Provided entries:
>>>>>
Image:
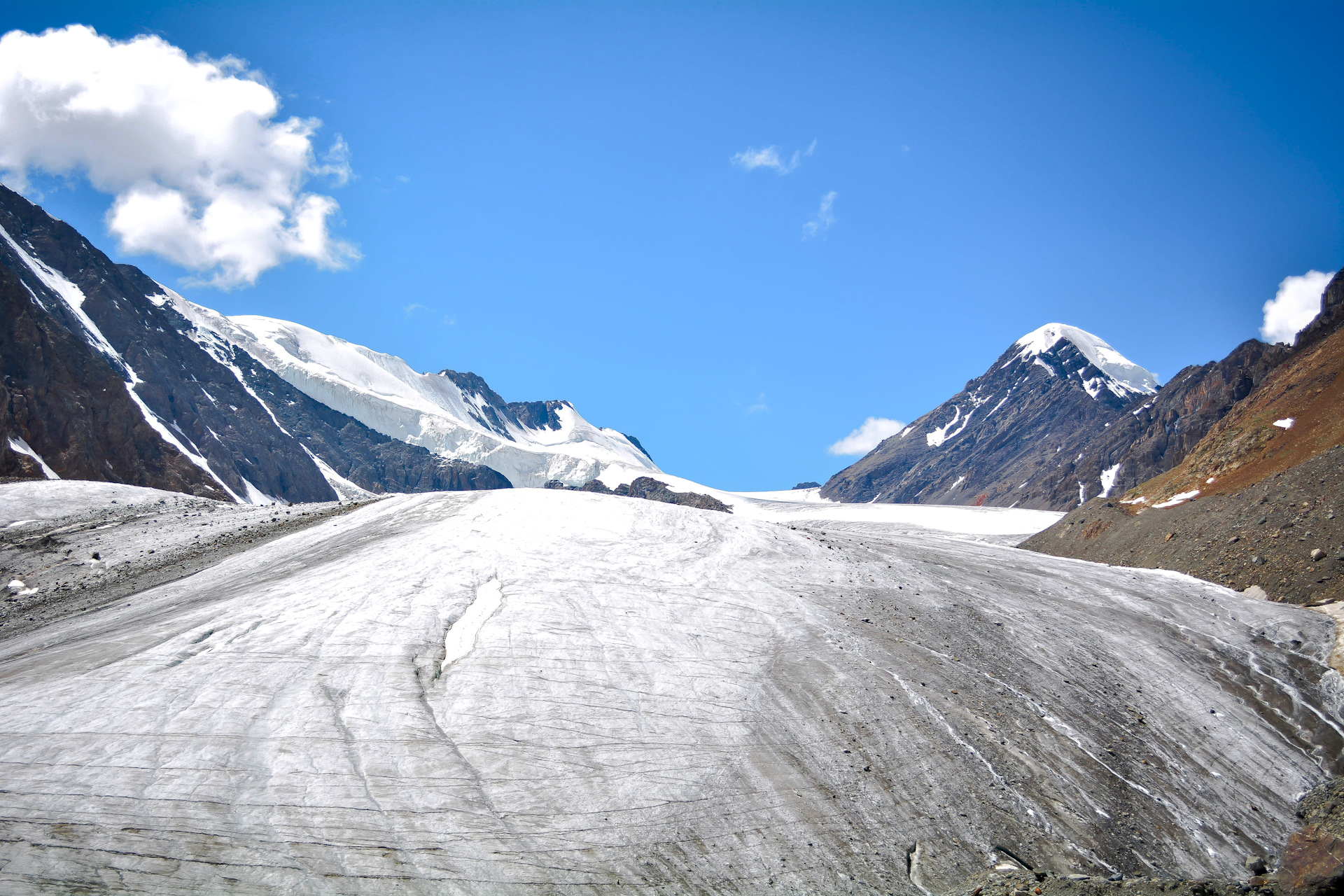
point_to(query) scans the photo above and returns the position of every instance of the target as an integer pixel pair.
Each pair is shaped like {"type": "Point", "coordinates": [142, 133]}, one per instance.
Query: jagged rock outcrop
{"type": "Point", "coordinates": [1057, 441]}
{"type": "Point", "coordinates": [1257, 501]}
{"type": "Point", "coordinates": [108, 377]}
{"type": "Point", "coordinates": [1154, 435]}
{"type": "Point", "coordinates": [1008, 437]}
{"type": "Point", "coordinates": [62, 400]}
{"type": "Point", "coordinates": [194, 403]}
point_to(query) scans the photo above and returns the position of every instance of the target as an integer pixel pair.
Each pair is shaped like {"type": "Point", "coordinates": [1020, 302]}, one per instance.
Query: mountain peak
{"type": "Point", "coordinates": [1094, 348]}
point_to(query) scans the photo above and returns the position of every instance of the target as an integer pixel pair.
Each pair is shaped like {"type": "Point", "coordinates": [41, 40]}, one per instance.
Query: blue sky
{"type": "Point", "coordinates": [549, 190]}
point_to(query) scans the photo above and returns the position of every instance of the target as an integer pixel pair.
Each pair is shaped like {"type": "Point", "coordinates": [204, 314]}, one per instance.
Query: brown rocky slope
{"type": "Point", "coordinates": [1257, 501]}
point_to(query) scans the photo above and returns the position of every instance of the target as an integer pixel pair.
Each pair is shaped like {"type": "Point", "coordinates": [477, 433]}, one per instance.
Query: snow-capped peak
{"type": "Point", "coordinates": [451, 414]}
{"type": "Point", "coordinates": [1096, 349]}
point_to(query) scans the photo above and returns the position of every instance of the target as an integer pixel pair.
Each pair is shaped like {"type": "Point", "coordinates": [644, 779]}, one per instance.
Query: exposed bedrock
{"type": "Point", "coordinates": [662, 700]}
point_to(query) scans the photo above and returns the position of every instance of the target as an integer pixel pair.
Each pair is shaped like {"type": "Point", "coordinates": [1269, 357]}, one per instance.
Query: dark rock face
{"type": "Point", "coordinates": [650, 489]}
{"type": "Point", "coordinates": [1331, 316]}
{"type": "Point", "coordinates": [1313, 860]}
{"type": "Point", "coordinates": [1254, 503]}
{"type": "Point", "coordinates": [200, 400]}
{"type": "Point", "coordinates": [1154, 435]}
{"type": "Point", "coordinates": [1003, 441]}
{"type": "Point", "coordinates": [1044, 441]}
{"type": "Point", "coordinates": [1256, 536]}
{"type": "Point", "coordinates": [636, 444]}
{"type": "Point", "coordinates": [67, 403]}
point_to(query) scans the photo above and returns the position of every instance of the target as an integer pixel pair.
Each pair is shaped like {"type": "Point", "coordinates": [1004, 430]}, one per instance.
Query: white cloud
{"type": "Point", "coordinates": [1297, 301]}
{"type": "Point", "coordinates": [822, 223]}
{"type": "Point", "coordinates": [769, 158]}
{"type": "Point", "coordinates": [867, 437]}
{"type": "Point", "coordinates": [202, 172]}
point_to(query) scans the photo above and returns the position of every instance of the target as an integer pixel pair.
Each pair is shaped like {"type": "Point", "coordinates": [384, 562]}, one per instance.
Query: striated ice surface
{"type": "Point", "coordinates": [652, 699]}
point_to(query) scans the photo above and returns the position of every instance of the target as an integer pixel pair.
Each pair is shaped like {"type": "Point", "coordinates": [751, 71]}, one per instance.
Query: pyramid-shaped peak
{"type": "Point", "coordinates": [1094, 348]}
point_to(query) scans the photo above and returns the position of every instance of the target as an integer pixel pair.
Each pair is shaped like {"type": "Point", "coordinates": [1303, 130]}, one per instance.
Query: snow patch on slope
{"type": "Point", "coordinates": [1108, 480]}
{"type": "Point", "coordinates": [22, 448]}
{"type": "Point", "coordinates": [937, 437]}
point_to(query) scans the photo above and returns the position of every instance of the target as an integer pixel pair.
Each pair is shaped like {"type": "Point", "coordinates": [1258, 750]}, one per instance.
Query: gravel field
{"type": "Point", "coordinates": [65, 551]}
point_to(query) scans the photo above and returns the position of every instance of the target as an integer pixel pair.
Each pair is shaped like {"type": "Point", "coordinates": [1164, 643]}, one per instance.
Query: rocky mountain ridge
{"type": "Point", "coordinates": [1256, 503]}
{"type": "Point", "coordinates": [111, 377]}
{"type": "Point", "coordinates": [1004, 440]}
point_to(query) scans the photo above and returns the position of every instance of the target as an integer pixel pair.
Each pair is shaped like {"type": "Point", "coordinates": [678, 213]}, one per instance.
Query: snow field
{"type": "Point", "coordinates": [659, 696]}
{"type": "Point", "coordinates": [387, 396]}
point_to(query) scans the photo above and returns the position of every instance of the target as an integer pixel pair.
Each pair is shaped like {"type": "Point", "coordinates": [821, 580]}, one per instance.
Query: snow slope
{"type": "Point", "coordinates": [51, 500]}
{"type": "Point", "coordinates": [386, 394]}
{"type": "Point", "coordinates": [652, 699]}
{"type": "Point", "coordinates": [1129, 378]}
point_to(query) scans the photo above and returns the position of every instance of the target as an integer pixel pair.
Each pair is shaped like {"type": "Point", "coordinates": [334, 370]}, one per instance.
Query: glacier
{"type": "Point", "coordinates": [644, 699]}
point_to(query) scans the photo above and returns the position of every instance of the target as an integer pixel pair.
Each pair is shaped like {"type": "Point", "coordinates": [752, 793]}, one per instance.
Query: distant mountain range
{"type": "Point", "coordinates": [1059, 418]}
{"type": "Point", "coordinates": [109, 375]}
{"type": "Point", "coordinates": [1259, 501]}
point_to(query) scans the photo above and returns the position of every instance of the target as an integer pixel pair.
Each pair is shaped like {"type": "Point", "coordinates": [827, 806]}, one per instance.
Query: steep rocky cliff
<<<<<
The task: Copy the entire listing exactly but skip the pictures.

Expected answer:
Image:
point_to(query) scans the photo above and returns the position of every instance of the target as an integer pixel pair.
Each pair is shaped like {"type": "Point", "coordinates": [142, 133]}, one per instance.
Query: jagged rock outcrop
{"type": "Point", "coordinates": [1057, 441]}
{"type": "Point", "coordinates": [1257, 501]}
{"type": "Point", "coordinates": [108, 377]}
{"type": "Point", "coordinates": [1154, 435]}
{"type": "Point", "coordinates": [1008, 437]}
{"type": "Point", "coordinates": [62, 400]}
{"type": "Point", "coordinates": [194, 403]}
point_to(query) scans the photo above and returns the position of every instance of the target as an integer pixel pair.
Each pair is shaped like {"type": "Point", "coordinates": [1020, 302]}, one per instance.
Query: mountain peak
{"type": "Point", "coordinates": [1094, 348]}
point_to(query) scans the photo above and returns the position of every instance of the target as an integer pixel pair.
Each pair is shaped like {"type": "Point", "coordinates": [41, 40]}, one per instance.
Query: blue sky
{"type": "Point", "coordinates": [549, 190]}
point_to(query) scans the photo above and returns the position of every instance of the target as an integer pixel pair.
Each pair is shaped like {"type": "Point", "coordinates": [204, 314]}, one per instance.
Query: brown rocky slope
{"type": "Point", "coordinates": [1257, 501]}
point_to(query) scans the photo above and returns the position of every instance of the target as an integer pixel pair.
Each pair is shaped like {"type": "Point", "coordinates": [477, 433]}, one per instance.
Query: snow-capped peak
{"type": "Point", "coordinates": [451, 414]}
{"type": "Point", "coordinates": [1096, 349]}
point_to(query) scans the photo above and returns the position of every instance of the target as an integer pixel pair.
Each pair is shaped like {"type": "Point", "coordinates": [644, 779]}, one per instance.
Query: exposed bedrock
{"type": "Point", "coordinates": [662, 700]}
point_to(query) scans the photo above and returns the position of every instance of the target as an integer pixel pair.
Each pair is shaped like {"type": "Point", "coordinates": [1269, 357]}, one per instance.
Query: dark rock face
{"type": "Point", "coordinates": [650, 489]}
{"type": "Point", "coordinates": [1331, 316]}
{"type": "Point", "coordinates": [1313, 860]}
{"type": "Point", "coordinates": [1254, 503]}
{"type": "Point", "coordinates": [200, 400]}
{"type": "Point", "coordinates": [1154, 435]}
{"type": "Point", "coordinates": [1003, 441]}
{"type": "Point", "coordinates": [1044, 441]}
{"type": "Point", "coordinates": [1256, 536]}
{"type": "Point", "coordinates": [636, 444]}
{"type": "Point", "coordinates": [67, 403]}
point_to(query) scans the photo above and returns the position of every instance of the target as an integer pixel pair.
Each pair is shaped like {"type": "Point", "coordinates": [1004, 430]}, one per instance.
Query: white cloud
{"type": "Point", "coordinates": [1297, 301]}
{"type": "Point", "coordinates": [822, 223]}
{"type": "Point", "coordinates": [769, 158]}
{"type": "Point", "coordinates": [867, 437]}
{"type": "Point", "coordinates": [202, 172]}
point_to(query) scans the photo above and returns the position of every instance of the target as an integer pixel pair.
Each pair is shaped like {"type": "Point", "coordinates": [384, 562]}, one per instance.
Query: striated ice surface
{"type": "Point", "coordinates": [652, 699]}
point_to(query) scans the photo above and returns the position of every instance of the target as an integer pixel pair.
Each pair is shaped like {"type": "Point", "coordinates": [751, 71]}, one per instance.
Query: pyramid-shaped peak
{"type": "Point", "coordinates": [1094, 348]}
point_to(query) scans the photo above and returns the position of every instance of the target as an integer pixel pair.
Each pair is shaped like {"type": "Point", "coordinates": [1303, 130]}, one per instance.
Query: snow patch on slope
{"type": "Point", "coordinates": [1108, 480]}
{"type": "Point", "coordinates": [22, 448]}
{"type": "Point", "coordinates": [937, 437]}
point_to(query) scans the photo above and returns the position of every instance of the target as an integer pixel pair.
Each pair is shaped like {"type": "Point", "coordinates": [1258, 750]}, one per instance.
Query: gravel field
{"type": "Point", "coordinates": [65, 551]}
point_to(query) scans the photo above and returns the position of every instance of the target as an integer pixel pair.
Each pair is shaped like {"type": "Point", "coordinates": [1164, 643]}, one per instance.
Query: rocky mountain ridge
{"type": "Point", "coordinates": [1256, 503]}
{"type": "Point", "coordinates": [111, 377]}
{"type": "Point", "coordinates": [1004, 440]}
point_to(query) scans the photo above and returns the position of every instance of the target as an integer pixel pair.
Each pair is shaped like {"type": "Point", "coordinates": [678, 213]}, one per instance.
Query: snow field
{"type": "Point", "coordinates": [659, 696]}
{"type": "Point", "coordinates": [387, 396]}
point_to(query) scans the photo above and returns the position of every instance of the target as an integer pixel pair.
Each pair is shaped like {"type": "Point", "coordinates": [821, 580]}, one per instance.
Query: snow slope
{"type": "Point", "coordinates": [51, 500]}
{"type": "Point", "coordinates": [386, 394]}
{"type": "Point", "coordinates": [652, 699]}
{"type": "Point", "coordinates": [1129, 378]}
point_to(query) scans the photo above and returns the position of every instance of the target as an integer pixel pair.
Each pair is shaped like {"type": "Point", "coordinates": [334, 370]}, one per instance.
Query: glacier
{"type": "Point", "coordinates": [644, 699]}
point_to(query) scans the photo above and returns the position of every instance of the target as an integer pixel pair.
Each pair is shaped like {"type": "Point", "coordinates": [752, 793]}, one per instance.
Query: distant mountain range
{"type": "Point", "coordinates": [1059, 418]}
{"type": "Point", "coordinates": [109, 375]}
{"type": "Point", "coordinates": [1259, 501]}
point_to(query) scans the photo above and returns the position of every instance of the target as an integer pixel pair.
Each pair is shaped like {"type": "Point", "coordinates": [827, 806]}, one per instance.
Query: steep rocky cliff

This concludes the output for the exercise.